* begin DOCUMENT *
The restaurant has a long wraparound bar for eating and drinking, the outer corner occupied that evening by a group of attractive young women evidently having a nibble after work. (If it was before work, I don't want to hear about it.) We were seated in a comfortable leather(ette?) booth by the window, our party a multinational concern, with origins in Australia (Sheila, the flying nurse), Austria, Colorado, Chicago (Sam), and New York/Frisco (me) -- we were seafood lovers all.
Three oyster varieties were available on the half-shell -- Fanny Bay (British Columbia), Malpeque (Prince Edward Island), and Blue Point (Long Island). We ordered one of each per person. They come with a twist on the standard cocktail sauce (with tequila and a bit of white wine replacing Worcestershire and Tabasco), plus a vinaigrette with a touch of soy, a variation on ponzu sauce. The big, briny Fanny Bays were so good they didn't need sauce. The other two varieties were smaller, and less exciting. They did need sauce. I kind of wished for a bottle of Tabasco or Louisiana Red on the table to add a little extra spark.
I cleave to the myth that, like celery, oysters have fewer calories than it takes to digest them. At about ten calories apiece, they're almost impossible to fill up on. (One night in New Orleans, I downed two dozen at the bar during an endless wait for a table at Pascal's Manale -- and was still hungry for dinner.) So we ordered appetizers, too.
Under "cocktails" we found Salmon Piña Colada and Ahi Poké. The salmon was less lively than we'd hoped for. Cubes of the fish, cooked by marination in citrus (like ceviche), were soft textured and mild tasting, surrounded by coconut milk, fresh lime juice, and diced mango, with multicolored "root chips" on the side. The mixture was pleasant but not riveting. Even semi-raw, you could taste that this was farm-raised Atlantic salmon rather than the firmer but more costly wild Pacific catch. Ahi Poké on seaweed salad with mango, apple, and (invisible) pine nuts was also vaguely pleasant -- mainly just raw tuna and soy. The best poké has more kick.
* end DOCUMENT *
* begin DATA SHOWN *
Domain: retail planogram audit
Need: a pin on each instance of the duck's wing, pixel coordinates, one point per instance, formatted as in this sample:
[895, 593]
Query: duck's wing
* end DATA SHOWN *
*EXERCISE SET*:
• 1. Repeat the part of the restaurant review between "Three oyster varieties" and "little extra spark.", inclusive.
• 2. Answer these questions from the restaurant review:
(a) Which oyster variety was big and briny enough to need no sauce?
(b) About how many calories does each oyster have?
(c) How was the salmon in the Salmon Piña Colada cooked?

*TASK-BY-TASK OUTPUTS*:
• 1.
Three oyster varieties were available on the half-shell -- Fanny Bay (British Columbia), Malpeque (Prince Edward Island), and Blue Point (Long Island). We ordered one of each per person. They come with a twist on the standard cocktail sauce (with tequila and a bit of white wine replacing Worcestershire and Tabasco), plus a vinaigrette with a touch of soy, a variation on ponzu sauce. The big, briny Fanny Bays were so good they didn't need sauce. The other two varieties were smaller, and less exciting. They did need sauce. I kind of wished for a bottle of Tabasco or Louisiana Red on the table to add a little extra spark.

• 2.
(a) Fanny Bay
(b) About ten
(c) By marination in citrus, like ceviche